Recast all of the data below as a numbered list, dropping any blank lines and omitting the pictures.

Object detection data
───

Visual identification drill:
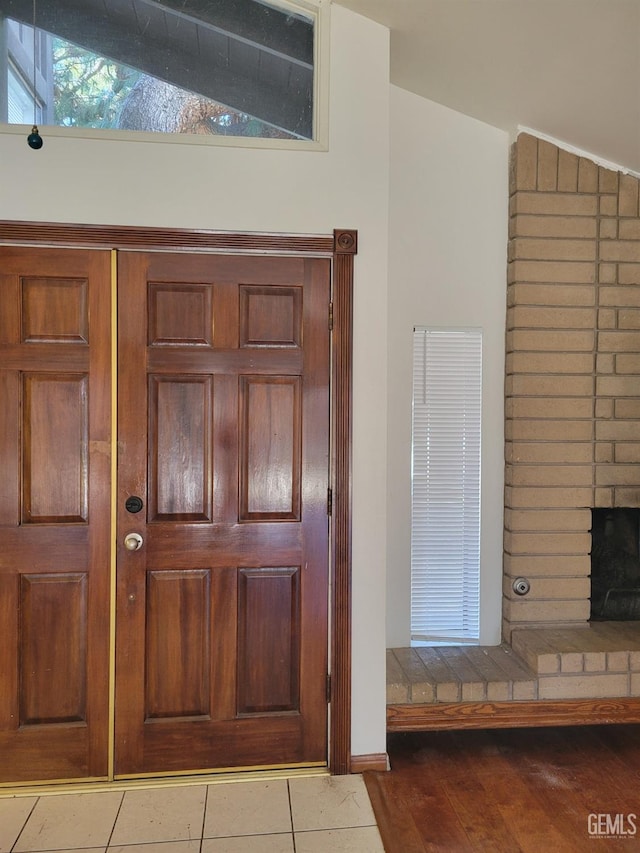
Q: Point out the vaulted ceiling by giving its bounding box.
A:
[336,0,640,173]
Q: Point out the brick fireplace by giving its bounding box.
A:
[387,134,640,712]
[503,134,640,641]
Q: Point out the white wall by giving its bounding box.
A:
[387,86,509,647]
[0,7,389,754]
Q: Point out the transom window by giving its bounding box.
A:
[0,0,317,140]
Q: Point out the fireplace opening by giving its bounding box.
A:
[591,508,640,621]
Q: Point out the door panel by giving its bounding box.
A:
[116,252,329,776]
[0,243,330,782]
[0,248,111,782]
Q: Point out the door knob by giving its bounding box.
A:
[124,533,143,551]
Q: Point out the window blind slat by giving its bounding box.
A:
[411,329,482,642]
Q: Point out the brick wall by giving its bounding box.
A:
[503,134,640,640]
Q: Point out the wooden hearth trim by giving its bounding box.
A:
[387,698,640,732]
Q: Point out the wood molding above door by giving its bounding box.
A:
[0,220,357,774]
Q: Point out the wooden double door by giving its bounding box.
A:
[0,247,330,782]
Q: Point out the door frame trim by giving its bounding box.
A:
[0,220,358,775]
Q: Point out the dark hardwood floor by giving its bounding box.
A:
[365,725,640,853]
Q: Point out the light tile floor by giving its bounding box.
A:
[0,776,384,853]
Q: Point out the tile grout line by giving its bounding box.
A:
[198,785,209,853]
[104,791,126,853]
[11,797,40,851]
[287,779,296,853]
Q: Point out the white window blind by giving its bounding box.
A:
[411,328,482,643]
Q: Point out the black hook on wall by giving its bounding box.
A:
[27,0,44,151]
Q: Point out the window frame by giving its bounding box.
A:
[0,0,332,151]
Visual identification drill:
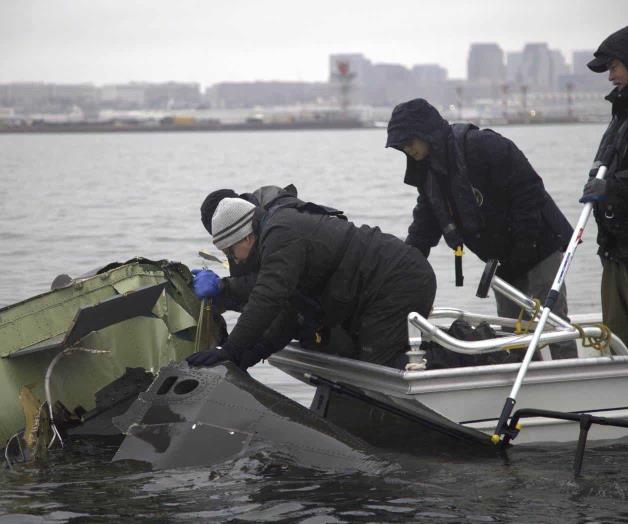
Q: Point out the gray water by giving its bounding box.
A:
[0,125,628,523]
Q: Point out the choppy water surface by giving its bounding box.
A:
[0,125,628,523]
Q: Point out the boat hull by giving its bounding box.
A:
[270,347,628,444]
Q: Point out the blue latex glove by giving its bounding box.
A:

───

Task solution:
1. Visual identification drill:
2. Q: Point out the vaulted ceiling by giving its bounding box.
3. A:
4. [336,0,640,173]
5. Q: Point out the brick fireplace by giving its bounding box.
6. A:
7. [387,134,640,712]
8. [503,134,640,641]
9. Q: Point out the white wall by giving its bounding box.
10. A:
11. [387,86,509,647]
12. [0,7,389,754]
13. Q: Point out the transom window by giving its bounding box.
14. A:
15. [0,0,317,140]
16. Q: Point out the fireplace opening by giving its bounding box.
17. A:
18. [591,508,640,621]
19. Q: Point out the door panel by giving its bounding box.
20. A:
21. [116,252,329,776]
22. [0,243,330,782]
23. [0,248,111,782]
24. Q: Point out the door knob by giving its bounding box.
25. A:
26. [124,533,143,551]
27. Q: Point out the window blind slat by giving its bounding box.
28. A:
29. [411,329,482,642]
30. Q: Point out the brick wall by giving its bounding box.
31. A:
32. [503,134,640,640]
33. Q: Point out the wooden hearth trim by giving its bounding box.
34. A:
35. [387,698,640,732]
36. Q: Point out the wood molding above door by giving its bounding box.
37. A:
38. [0,220,357,774]
39. Q: Point out the wooden double door by giving its bounding box.
40. A:
41. [0,247,330,782]
42. Q: Point out the door frame trim by giving its bounding box.
43. A:
44. [0,220,358,775]
45. Q: Point out the dark hardwood floor by giving its bounding box.
46. A:
47. [365,725,640,853]
48. Q: Point out the light tile floor by giving its bounding box.
49. A:
50. [0,776,384,853]
51. Q: Point out the tile grout line by giving its bounding box.
52. A:
53. [198,785,209,853]
54. [104,791,126,853]
55. [11,797,40,851]
56. [287,779,296,853]
57. Q: Point out the white window blind by giving its bounding box.
58. A:
59. [411,328,482,643]
60. Q: Point out the black hook on wall by giving its bounding box.
61. A:
62. [27,0,44,151]
63. Q: Point out the window frame by giving its bounding box.
64. A:
65. [0,0,332,151]
66. Visual identification drill:
67. Q: Point out the gray water by giving its bounding box.
68. A:
69. [0,125,628,523]
70. Q: Point out the choppy water surface by giving its bounding box.
71. A:
72. [0,125,628,523]
73. Q: Point out the boat hull by giving its bounding box.
74. A:
75. [270,347,628,444]
76. Q: Point out the blue latex glove by giving its bounding box.
77. A:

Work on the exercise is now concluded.